## SOURCE

-=-=-=-=-

Possible Re-evaluation of Bids for the Nsanje-Marka Rail Project

Re-evaluation of the bids for the Nsanje-Marka Rail Project would be impossible, according to Hara, because the bid validity time had elapsed, and doing so would be in violation of Regulation 48 of the Public Procurement Act. A procuring and disposing entity must set a validity period for bidding documents that is long enough to allow the procuring and disposing entity to complete the evaluation and comparison of bids, as well as obtain all necessary approvals, so that the procurement contract can be awarded within that time frame, according to Regulation 48 (1). If, before the expiration of the validity period of bids, the procuring and disposing body requests bidders to extend the validity term of their offers, it should send such a request to all bidders, according to Regulation 48 (2). On the other hand, CMC is concerned that the procedure would allow another chance to Mota Engil Africa, which is accused of employing backdoor methods to obtain the contracts.

Executive Director Philip Kamangirah of the Centre stated on Friday that his group has already contacted the Ministry of Transport and Public Works with a copy of the letter submitted to ACB, expressing their displeasure with the ministry’s decision to re-tender Nsanje-Marka Rail Project’s contract. The regulation, Kamangirah claimed, is silent on whether or not the bid validity time can be extended after it has expired. CMC executive director Phillip Kamangirah wrote in a letter to the Secretary of Transportation and Public Works dated December 23, 2021, and signed by him that the corporation had contacted its legal experts. He stated that they are confident that the ministry’s justifications are not genuine but that they are useful in addressing the flaws of the bidder to whom they had meant to give the contract in the first place.

-=-=-=-=-

## GOAL
In the Nsanje-Marka rail text, why does Hara say re-evaluating the bids would be impossible?

## SUPPLIED MATERIAL

-=-=-=-=-

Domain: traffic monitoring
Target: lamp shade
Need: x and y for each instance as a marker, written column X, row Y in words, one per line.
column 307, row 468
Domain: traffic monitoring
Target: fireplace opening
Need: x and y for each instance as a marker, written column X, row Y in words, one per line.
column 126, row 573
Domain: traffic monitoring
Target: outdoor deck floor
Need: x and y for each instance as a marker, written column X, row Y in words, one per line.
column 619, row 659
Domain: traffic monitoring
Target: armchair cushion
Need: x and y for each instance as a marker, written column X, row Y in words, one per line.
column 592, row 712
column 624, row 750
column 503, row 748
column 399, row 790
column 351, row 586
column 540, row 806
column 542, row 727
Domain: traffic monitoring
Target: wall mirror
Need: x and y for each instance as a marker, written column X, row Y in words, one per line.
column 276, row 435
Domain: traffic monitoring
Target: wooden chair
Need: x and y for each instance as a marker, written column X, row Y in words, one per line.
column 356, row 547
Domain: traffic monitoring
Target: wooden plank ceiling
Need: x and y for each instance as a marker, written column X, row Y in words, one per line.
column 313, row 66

-=-=-=-=-

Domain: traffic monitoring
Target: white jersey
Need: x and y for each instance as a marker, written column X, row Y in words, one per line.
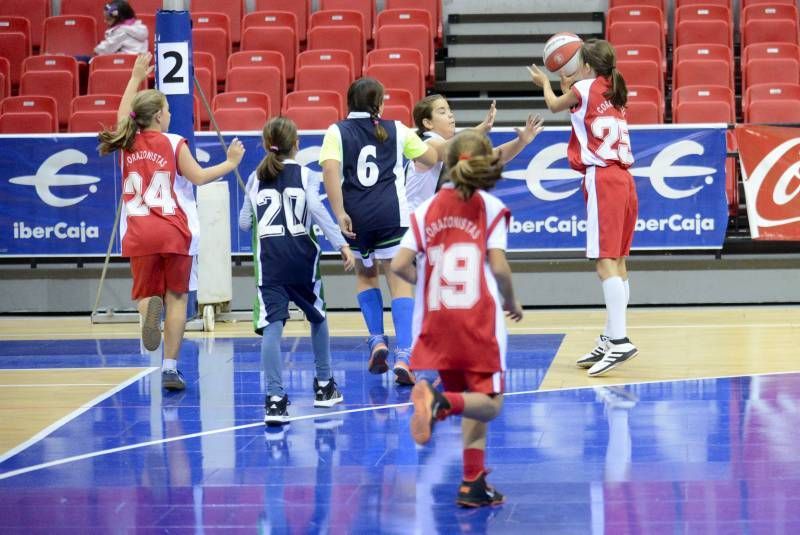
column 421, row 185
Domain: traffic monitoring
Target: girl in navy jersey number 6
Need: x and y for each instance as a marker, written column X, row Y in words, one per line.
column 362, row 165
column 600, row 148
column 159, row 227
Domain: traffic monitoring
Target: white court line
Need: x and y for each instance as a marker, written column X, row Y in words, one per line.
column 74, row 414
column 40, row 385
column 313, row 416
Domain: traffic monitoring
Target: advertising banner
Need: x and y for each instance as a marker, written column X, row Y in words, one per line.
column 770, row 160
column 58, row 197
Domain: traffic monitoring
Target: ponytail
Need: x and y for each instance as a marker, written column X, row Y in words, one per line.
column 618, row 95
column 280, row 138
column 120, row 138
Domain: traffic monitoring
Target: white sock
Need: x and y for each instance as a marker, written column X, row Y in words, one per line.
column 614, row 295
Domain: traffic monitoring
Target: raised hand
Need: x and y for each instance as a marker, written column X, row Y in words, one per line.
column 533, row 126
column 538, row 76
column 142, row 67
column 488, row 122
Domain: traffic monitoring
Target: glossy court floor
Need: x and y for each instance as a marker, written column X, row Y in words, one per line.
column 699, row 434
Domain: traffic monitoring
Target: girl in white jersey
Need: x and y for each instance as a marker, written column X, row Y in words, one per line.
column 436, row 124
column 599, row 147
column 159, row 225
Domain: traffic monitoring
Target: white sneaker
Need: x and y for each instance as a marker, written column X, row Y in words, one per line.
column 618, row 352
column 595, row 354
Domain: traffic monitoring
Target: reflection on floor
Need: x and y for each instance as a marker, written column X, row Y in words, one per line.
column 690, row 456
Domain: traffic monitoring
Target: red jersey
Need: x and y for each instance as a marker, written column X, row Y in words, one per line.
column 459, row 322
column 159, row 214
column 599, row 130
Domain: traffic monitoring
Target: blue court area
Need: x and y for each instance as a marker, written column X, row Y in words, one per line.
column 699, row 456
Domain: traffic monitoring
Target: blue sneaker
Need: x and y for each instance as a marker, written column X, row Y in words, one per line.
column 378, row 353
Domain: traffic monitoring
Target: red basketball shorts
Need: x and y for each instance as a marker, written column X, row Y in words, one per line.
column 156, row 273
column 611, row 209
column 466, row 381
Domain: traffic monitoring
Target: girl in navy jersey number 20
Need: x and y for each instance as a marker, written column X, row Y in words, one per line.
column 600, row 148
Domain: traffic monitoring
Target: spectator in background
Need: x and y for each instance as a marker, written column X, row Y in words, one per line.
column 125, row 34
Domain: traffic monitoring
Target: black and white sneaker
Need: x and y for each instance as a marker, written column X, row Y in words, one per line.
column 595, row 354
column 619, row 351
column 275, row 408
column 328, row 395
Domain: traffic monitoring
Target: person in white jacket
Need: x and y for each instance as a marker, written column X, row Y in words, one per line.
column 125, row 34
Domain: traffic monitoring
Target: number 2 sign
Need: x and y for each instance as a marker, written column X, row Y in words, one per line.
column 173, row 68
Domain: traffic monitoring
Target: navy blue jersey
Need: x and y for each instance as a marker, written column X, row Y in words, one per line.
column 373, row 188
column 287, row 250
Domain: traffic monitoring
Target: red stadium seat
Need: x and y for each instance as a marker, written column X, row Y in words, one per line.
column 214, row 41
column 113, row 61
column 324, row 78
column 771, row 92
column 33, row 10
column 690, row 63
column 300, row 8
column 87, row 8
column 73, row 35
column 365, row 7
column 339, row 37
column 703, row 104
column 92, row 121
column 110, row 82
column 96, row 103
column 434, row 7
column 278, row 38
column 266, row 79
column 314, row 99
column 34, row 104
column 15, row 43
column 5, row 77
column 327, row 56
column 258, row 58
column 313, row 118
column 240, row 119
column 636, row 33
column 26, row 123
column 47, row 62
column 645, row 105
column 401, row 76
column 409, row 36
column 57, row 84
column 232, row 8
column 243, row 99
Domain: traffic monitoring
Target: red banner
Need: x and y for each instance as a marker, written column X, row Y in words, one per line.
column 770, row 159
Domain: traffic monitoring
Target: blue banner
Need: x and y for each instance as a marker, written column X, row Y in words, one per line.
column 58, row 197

-=-=-=-=-

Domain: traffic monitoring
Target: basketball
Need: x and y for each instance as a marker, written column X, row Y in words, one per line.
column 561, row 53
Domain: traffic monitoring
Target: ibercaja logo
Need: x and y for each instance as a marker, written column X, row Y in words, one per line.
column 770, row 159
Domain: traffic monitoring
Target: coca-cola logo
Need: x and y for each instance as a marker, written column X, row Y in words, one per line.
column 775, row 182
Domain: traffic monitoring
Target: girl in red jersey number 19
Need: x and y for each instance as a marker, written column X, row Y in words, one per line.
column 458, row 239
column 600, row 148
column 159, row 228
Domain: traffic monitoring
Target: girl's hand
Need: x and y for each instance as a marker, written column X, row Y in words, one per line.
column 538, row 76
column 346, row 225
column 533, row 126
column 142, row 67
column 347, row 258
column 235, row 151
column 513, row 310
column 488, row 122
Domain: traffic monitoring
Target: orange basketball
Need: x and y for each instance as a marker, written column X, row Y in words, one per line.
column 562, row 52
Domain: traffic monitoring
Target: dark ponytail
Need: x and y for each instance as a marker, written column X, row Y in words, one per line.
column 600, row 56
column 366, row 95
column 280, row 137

-=-=-=-=-

## EXERCISE RESULT
The bid validity time had elapsed, so re-evaluating the bids would violate Regulation 48 of the Public Procurement Act.